Dataset items:
⟨
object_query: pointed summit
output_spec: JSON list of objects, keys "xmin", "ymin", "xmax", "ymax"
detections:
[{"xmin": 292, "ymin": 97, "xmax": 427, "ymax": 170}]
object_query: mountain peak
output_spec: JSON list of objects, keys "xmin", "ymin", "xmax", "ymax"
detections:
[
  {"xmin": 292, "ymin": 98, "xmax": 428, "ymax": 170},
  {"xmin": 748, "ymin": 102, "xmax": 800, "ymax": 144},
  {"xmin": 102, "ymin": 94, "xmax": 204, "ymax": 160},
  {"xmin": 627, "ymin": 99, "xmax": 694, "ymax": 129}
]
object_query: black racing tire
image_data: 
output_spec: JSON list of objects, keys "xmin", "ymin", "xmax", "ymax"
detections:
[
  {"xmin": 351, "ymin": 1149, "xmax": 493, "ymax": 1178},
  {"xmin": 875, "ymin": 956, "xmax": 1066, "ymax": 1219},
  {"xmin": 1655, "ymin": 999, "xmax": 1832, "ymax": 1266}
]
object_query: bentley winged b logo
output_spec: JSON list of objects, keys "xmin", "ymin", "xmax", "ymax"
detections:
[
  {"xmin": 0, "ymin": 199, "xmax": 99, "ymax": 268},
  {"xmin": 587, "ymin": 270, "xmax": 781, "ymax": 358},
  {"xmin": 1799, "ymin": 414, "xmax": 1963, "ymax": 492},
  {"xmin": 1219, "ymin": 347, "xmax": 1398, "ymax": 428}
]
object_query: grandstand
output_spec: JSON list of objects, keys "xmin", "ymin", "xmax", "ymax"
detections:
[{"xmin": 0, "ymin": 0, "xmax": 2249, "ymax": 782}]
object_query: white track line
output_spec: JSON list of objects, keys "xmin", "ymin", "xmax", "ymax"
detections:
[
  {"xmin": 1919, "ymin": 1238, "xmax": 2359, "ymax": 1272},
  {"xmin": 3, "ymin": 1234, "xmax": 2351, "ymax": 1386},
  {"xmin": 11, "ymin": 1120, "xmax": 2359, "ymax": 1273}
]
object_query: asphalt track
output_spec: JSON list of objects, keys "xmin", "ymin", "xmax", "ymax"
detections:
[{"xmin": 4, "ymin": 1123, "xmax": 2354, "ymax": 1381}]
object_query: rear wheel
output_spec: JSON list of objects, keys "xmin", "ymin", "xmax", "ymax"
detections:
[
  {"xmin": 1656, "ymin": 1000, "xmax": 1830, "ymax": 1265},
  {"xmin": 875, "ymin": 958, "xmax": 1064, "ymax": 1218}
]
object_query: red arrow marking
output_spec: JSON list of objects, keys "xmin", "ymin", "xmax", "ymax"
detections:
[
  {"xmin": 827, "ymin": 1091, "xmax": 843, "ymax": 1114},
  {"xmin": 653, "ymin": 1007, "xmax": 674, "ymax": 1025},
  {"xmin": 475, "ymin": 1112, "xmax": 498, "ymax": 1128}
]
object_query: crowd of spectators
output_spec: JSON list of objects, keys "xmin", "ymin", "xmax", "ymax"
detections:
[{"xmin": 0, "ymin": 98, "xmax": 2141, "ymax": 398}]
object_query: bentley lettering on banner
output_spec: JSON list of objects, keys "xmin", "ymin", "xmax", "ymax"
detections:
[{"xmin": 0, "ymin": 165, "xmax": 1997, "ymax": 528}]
⟩
Would you write out all of the data exactly as given?

--- Answer below ---
object_query: pointed summit
output_spec: JSON list of objects, keys "xmin", "ymin", "xmax", "ymax"
detections:
[{"xmin": 292, "ymin": 97, "xmax": 427, "ymax": 170}]
object_query: mountain peak
output_spec: JSON list of objects, keys "xmin", "ymin", "xmax", "ymax"
detections:
[
  {"xmin": 292, "ymin": 98, "xmax": 428, "ymax": 170},
  {"xmin": 748, "ymin": 102, "xmax": 800, "ymax": 144},
  {"xmin": 102, "ymin": 94, "xmax": 204, "ymax": 160},
  {"xmin": 627, "ymin": 99, "xmax": 694, "ymax": 129}
]
object_query: black racing tire
image_data: 
output_spec: JSON list of objects, keys "xmin", "ymin", "xmax", "ymax"
detections:
[
  {"xmin": 351, "ymin": 1149, "xmax": 493, "ymax": 1178},
  {"xmin": 875, "ymin": 956, "xmax": 1066, "ymax": 1219},
  {"xmin": 1655, "ymin": 999, "xmax": 1832, "ymax": 1266}
]
object_query: bentley winged b logo
output_spec: JSON list of objects, keys "xmin", "ymin", "xmax", "ymax"
detections:
[
  {"xmin": 0, "ymin": 199, "xmax": 99, "ymax": 268},
  {"xmin": 587, "ymin": 270, "xmax": 781, "ymax": 358},
  {"xmin": 1799, "ymin": 414, "xmax": 1963, "ymax": 492},
  {"xmin": 1219, "ymin": 347, "xmax": 1398, "ymax": 428}
]
object_query: grandstand
output_spec: JSON list of objects, keys "xmin", "ymin", "xmax", "ymax"
detections:
[{"xmin": 0, "ymin": 0, "xmax": 2249, "ymax": 782}]
object_query: white track line
output_spec: JSON list of objects, keys "xmin", "ymin", "xmax", "ymax"
detections:
[
  {"xmin": 1919, "ymin": 1238, "xmax": 2359, "ymax": 1272},
  {"xmin": 3, "ymin": 1234, "xmax": 2351, "ymax": 1386},
  {"xmin": 11, "ymin": 1120, "xmax": 2359, "ymax": 1273}
]
object_query: asphalt track
output_spec: JSON list of objects, keys "xmin", "ymin", "xmax", "ymax"
detections:
[{"xmin": 4, "ymin": 1123, "xmax": 2354, "ymax": 1381}]
object_query: rear wheel
output_spec: JSON list of objects, keys "xmin", "ymin", "xmax", "ymax"
detections:
[
  {"xmin": 1656, "ymin": 1000, "xmax": 1830, "ymax": 1265},
  {"xmin": 875, "ymin": 958, "xmax": 1064, "ymax": 1218}
]
object_query: red arrow marking
output_spec: JSON list of objects, keys "xmin", "ymin", "xmax", "ymax"
detections:
[
  {"xmin": 827, "ymin": 1091, "xmax": 843, "ymax": 1114},
  {"xmin": 653, "ymin": 1007, "xmax": 674, "ymax": 1025},
  {"xmin": 475, "ymin": 1112, "xmax": 498, "ymax": 1128}
]
object_query: crowd of spectators
output_spec: JSON list of objects, keys "xmin", "ymin", "xmax", "ymax"
detections:
[{"xmin": 0, "ymin": 98, "xmax": 2141, "ymax": 398}]
object_query: bentley lettering on banner
output_spec: JSON list of objects, keys "xmin", "ymin", "xmax", "ymax"
detections:
[{"xmin": 0, "ymin": 165, "xmax": 1997, "ymax": 528}]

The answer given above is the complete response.